I’ve had my share of [Crowley voice] you idiot thoughts at both of them over their terrible communication skills and severe chronic inability to say what they mean. But like. I get it.
For 6000 years, they had to talk in code. They had to express themselves in grand gestures and subtext and plausible deniability, out of fear of being found out. And they got really good at it! They developed a whole secret language of ways to say I love you because they couldn’t say it out loud.
But now that they can—and need to—talk about what they are to each other with actual words, they don’t know how.
“I won’t be forgiven. Not ever. That’s part of a demon’s job description. Unforgivable. That’s what I am.”
The thing that fucking guts me about these lines and the way Tennant delivers them is that…I don’t interpret them as Crowley saying that he is undeserving of forgiveness. I don’t believe that, deep down, Crowley actually thinks he is unworthy of forgiveness, because I don’t think Crowley thinks that what he did to get kicked out of Heaven was actually all that bad.
Look at how he talks about it throughout the series. His explanation keeps moving around. “I hung out with the wrong people.” “All I ever did was ask questions.” He even says, “I didn’t mean to.” This isn’t someone who made a bad choice, or even just a stupid choice, and has to learn to live with the consequences. This is someone who did something he didn’t even think could be bad and was confused and hurt when the punishment for it was so harsh. On some level he’s still trying to understand it.
And look at what he questions or objects to about human suffering. Disproportionality. (“Bit of an overreaction, if you ask me. First offense and all.”) Indiscriminateness. (“But they’re drowning everybody else? Even the kids?”) Mercilessness. (”You said you’d be testing them, but you shouldn’t test them to destruction.”) Punishments for breaking rules he sees as arbitrary. (“I don’t see what’s so bad about knowing the difference between good and evil.”) Situations he sees as a setup. (“Why put the tree in the middle of the garden?”) He has a deep sense of fairness, which includes the possibility of mercy and second chances.
When Crowley says unforgivable, I don’t think he thinks that he is innately unforgivable. I think he’s repeating back a label that was put on him. When he says I won’t be forgiven, it’s not a value judgment on himself. It’s an explanation of how God works. Crowley, more than any other character, has an accurate read on how God behaves and what to expect from Her. Not what She may or may not feel towards her creations deep down, but how She acts.

**RECORD SET**.
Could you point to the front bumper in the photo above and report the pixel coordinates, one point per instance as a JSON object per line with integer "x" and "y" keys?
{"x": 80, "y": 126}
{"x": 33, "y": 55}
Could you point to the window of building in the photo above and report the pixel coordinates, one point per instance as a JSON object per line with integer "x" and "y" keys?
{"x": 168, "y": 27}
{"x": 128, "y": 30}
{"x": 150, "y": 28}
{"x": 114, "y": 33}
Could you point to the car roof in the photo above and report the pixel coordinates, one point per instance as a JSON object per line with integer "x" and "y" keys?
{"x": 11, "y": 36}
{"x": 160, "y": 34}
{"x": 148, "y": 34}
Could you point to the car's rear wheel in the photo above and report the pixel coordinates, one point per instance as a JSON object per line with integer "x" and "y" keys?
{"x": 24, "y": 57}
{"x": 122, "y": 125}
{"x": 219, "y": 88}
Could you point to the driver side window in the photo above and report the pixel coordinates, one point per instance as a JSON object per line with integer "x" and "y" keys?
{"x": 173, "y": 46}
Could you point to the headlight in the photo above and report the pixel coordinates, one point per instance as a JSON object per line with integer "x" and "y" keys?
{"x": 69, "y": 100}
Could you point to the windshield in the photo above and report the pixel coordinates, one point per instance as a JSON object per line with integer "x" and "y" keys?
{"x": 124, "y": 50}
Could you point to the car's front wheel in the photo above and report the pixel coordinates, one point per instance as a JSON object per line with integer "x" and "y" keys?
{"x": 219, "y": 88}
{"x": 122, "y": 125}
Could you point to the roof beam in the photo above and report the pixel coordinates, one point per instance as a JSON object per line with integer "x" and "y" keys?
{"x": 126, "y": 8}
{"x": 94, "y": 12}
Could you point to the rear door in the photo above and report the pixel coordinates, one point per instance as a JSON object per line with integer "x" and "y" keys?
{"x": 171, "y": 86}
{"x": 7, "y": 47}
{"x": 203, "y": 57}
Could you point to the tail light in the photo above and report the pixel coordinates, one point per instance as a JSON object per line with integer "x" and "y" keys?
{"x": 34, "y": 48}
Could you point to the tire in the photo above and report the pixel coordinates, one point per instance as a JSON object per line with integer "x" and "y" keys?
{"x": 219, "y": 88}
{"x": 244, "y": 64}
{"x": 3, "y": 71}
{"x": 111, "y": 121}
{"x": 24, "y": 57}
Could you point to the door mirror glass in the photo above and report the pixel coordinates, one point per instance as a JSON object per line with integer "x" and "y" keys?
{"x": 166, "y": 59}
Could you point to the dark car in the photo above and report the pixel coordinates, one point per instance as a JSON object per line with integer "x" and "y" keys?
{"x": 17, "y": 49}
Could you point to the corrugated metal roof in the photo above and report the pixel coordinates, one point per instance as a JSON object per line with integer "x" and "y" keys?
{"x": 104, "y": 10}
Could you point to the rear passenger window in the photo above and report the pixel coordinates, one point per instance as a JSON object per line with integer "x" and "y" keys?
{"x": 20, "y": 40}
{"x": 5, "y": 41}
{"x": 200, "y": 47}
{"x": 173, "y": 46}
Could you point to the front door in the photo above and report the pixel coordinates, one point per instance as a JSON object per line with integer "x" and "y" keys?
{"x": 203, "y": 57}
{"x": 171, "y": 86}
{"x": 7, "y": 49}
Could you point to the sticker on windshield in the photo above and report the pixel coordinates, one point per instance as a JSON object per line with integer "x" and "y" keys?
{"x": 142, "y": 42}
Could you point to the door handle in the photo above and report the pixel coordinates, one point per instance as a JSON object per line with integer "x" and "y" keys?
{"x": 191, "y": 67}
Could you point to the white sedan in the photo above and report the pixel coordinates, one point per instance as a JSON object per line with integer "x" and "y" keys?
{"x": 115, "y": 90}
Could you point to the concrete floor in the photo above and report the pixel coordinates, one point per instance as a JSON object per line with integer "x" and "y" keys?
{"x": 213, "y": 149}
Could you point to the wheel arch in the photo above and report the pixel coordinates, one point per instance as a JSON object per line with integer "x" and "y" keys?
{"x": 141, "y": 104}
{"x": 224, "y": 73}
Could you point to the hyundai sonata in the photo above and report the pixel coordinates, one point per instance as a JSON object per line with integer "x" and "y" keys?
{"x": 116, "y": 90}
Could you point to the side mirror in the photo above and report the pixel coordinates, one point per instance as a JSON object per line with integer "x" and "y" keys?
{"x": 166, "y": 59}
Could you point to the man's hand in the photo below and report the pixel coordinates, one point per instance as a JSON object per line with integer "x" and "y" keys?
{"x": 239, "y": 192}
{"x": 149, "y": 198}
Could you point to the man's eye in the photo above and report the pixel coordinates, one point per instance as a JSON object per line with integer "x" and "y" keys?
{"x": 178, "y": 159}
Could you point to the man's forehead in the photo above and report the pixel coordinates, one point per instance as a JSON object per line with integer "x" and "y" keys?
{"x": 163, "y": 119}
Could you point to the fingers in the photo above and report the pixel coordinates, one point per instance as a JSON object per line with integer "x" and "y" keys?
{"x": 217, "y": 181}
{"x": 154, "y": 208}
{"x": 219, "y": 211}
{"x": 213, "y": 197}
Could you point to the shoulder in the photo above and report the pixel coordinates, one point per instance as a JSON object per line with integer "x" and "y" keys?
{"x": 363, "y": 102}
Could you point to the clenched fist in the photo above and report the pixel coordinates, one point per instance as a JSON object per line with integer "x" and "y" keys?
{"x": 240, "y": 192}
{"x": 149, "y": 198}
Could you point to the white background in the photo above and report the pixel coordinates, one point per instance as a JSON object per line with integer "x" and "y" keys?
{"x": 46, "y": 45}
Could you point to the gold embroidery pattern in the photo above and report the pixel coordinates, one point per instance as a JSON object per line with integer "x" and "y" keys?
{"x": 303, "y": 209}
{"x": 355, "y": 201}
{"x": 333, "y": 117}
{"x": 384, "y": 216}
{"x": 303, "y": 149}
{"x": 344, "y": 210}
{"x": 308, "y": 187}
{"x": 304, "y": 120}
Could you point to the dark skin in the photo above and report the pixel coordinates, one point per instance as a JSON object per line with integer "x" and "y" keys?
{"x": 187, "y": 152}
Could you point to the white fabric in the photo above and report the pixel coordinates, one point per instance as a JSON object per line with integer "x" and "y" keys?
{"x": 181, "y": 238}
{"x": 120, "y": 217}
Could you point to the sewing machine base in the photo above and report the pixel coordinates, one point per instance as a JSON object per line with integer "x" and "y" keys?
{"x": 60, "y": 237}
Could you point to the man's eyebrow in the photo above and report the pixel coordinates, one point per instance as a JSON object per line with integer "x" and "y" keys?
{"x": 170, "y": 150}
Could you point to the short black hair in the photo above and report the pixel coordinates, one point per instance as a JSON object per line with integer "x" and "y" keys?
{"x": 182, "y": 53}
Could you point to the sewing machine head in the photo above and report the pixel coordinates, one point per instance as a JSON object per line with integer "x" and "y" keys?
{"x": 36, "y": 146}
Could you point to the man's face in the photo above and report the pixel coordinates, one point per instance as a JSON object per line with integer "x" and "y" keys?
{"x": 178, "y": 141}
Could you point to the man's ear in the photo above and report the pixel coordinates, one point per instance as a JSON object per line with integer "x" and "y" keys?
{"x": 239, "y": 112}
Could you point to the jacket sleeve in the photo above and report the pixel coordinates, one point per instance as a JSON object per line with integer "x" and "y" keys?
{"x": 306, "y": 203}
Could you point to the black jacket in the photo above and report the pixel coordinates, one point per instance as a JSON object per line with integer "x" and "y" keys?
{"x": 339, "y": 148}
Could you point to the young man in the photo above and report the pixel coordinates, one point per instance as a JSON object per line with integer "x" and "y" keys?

**YOUR INSTRUCTIONS**.
Extend the essay about Crowley beyond its final sentence. The entries come from a separate source.

**RESULT FOR THIS EXERCISE**.
He’s not saying he thinks he’s undeserving of mercy. He’s saying we are all deserving of mercy, but we won’t get it. So don’t act like it’s going to come.
Crowley knows this from firsthand experience. Aziraphale still has hope, that God is merciful and will listen to appeals for help. And Crowley is trying to warn him, no, God isn’t like that. She’ll hurt you. Even as Aziraphale is rejecting him, Crowley’s still doing what he always does for Aziraphale. He’s trying to protect him. He’s still trying to protect him even in their second breakup scene outside the bookshop. (“There are no right people!”) But Aziraphale still has to go through his own experience of appealing to God for mercy and being bitterly disappointed before he gets it.
And the thing that’s just so heartbreaking is that even when Crowley knows full well what God can be like…he still talks to Her. He talks to Her more than any other character does, directly, not like you talk to a boss but like you talk to a family member. He still pleads with Her. He’s still going over what he did all those years ago to lose Her favor. He thinks the idea of sides and Heaven’s rigidity and hypocrisy are bullshit, and I don’t really think he would go back to being an angel if he had the chance. But there’s still some tiny part of him that wants God’s love and approval and mercy, even if most of him knows he should know better than to expect it.
RAARARARARGH it’s the way some of the things that were so romantic about their s1 dynamic have spiraled into these unhealthy coping mechanisms.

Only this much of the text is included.